**Excerpt to read**
** BEGIN **

Jaeheon Jung, Korea University
Oh Seok Kim, Korea University
Stephen A. Matthews, Retired
Kee Whan Kim, Korea University
Mapping population distribution at a pixel level is essential for decision-making in fields like public health, regional development, and climate change adaptation. This study developed an ensemble machine learning (ML) based dasymetric mapping approach to disaggregate municipal-level population projections at a 500m pixel-level. We used population projection data from previous research and the latest spatial data, including population density, terrain, land cover, and nighttime lights. ML algorithms namely eXtreme Gradient Boosting (XGBoost), Categorical Boosting (CatBoost), and Light Gradient Boosting Machine (LightGBM) were employed, followed by permutation importance and SHapley Additive exPlanations (SHAP) analysis to evaluate variable importance and correlation. We separated the study area (i.e., South Korea) into urban and rural regions and fitted the ML models. Results showed XGBoost performed best in urban areas, while LightGBM excelled in rural areas, achieving the highest R-squared and lowest Root Mean Squared Error (RMSE). The ratio of residential areas was the most important variable in all models, with a strong positive correlation to population density. Comparing the data from 2022 and 2050 revealed all major cities in South Korea are projected to experience a population decline at the pixel level, except Sejong.

** END **

**Extracted material**
** BEGIN **

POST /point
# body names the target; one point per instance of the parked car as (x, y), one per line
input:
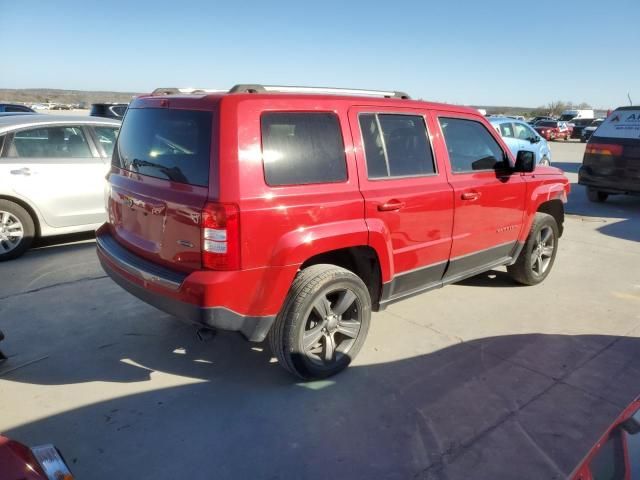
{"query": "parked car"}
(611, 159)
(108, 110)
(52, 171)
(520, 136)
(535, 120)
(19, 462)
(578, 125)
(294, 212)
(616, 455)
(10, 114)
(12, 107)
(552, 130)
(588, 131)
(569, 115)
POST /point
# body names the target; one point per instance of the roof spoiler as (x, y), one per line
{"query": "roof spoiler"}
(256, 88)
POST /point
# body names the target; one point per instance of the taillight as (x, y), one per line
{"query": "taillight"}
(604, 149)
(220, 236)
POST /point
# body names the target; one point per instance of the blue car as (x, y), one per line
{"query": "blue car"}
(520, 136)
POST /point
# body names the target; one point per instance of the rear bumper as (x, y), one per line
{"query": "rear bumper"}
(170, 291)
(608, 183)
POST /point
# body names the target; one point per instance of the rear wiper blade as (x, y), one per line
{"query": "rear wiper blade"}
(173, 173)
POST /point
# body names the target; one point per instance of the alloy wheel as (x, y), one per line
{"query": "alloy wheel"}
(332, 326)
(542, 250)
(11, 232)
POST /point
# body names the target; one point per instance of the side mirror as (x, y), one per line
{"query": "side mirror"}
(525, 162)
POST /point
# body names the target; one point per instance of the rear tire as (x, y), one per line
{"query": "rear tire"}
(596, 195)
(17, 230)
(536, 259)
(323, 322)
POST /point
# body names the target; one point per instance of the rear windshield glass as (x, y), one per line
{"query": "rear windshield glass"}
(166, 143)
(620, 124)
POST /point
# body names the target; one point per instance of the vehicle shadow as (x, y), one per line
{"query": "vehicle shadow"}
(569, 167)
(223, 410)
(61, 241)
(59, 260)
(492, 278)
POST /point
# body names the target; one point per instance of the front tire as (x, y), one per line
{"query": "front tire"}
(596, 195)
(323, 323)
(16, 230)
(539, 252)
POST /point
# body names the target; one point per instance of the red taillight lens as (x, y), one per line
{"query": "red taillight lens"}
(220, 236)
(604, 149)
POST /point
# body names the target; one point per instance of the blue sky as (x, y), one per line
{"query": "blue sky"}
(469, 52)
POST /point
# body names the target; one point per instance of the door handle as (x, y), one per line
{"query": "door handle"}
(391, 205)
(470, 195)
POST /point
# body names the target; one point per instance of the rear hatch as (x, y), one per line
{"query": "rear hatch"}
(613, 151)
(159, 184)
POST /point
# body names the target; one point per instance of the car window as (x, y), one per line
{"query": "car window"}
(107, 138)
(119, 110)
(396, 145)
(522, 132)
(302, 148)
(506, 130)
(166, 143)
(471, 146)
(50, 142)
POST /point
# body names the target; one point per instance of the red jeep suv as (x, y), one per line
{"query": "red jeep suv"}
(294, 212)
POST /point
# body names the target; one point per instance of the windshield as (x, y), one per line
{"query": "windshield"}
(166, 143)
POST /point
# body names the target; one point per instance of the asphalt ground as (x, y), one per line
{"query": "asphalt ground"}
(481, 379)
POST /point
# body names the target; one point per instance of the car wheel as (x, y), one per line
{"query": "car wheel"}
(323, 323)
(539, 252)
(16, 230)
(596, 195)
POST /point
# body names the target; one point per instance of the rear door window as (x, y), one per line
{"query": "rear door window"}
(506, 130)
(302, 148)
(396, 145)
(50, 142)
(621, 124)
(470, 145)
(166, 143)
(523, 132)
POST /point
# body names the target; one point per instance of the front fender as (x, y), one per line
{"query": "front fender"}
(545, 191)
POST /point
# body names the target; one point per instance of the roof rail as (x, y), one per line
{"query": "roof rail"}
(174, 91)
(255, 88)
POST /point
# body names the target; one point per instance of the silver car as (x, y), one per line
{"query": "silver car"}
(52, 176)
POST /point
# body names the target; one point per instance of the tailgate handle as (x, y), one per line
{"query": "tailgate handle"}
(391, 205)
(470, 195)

** END **

**Instructions for the task**
In the population mapping abstract, which variable was the most important in all models? Rely solely on the population mapping abstract, not on the material.

**Task result**
The ratio of residential areas.